Taking the line with "Objective — one point per instance of the gravel embankment" as the start, reproduce every line until the records end, exactly and with nothing added.

● ● ● ● ●

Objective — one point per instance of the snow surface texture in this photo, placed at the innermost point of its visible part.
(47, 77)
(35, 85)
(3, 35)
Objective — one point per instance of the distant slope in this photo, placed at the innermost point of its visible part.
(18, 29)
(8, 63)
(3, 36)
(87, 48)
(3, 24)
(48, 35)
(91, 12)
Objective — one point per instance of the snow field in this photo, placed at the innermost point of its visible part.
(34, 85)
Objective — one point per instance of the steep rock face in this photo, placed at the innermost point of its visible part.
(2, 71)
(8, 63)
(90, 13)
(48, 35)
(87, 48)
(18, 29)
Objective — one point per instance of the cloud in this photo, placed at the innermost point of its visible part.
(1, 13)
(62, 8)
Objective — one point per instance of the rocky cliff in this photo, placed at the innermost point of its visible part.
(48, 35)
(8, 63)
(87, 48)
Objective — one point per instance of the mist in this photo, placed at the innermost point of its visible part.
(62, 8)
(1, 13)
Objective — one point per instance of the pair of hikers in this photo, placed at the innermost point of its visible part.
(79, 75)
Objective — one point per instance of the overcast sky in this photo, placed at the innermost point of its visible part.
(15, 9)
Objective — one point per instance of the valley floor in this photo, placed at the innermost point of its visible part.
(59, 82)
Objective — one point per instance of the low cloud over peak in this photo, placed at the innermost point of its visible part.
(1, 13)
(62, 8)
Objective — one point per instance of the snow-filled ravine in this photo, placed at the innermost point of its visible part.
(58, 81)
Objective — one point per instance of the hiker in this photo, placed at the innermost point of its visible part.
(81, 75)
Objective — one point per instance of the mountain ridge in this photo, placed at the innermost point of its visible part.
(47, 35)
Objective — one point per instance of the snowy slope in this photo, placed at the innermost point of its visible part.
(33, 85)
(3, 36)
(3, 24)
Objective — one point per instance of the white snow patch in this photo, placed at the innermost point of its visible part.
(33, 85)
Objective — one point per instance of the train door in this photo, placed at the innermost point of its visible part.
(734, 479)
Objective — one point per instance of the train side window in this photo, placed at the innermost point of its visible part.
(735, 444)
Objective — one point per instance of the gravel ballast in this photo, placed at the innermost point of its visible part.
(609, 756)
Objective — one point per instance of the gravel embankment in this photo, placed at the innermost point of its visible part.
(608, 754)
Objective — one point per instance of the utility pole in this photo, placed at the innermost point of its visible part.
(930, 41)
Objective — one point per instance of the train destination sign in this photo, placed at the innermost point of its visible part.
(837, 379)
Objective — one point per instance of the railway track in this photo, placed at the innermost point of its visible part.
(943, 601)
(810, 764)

● ● ● ● ●

• _Solution to the exercise_:
Objective — one point per instance of the gravel embankment in this photo, placed at the innermost point of its visible part.
(608, 754)
Objective — one point per instance of the utility pole in this photo, placed at the innermost point of its visible part.
(930, 41)
Objective — one point per instance of the train destination sign in this photo, placed at the innermost point of its visible part.
(837, 379)
Objective — one point per instance of the railway track in this photo, placed at the innermost point of its visible part.
(943, 601)
(810, 764)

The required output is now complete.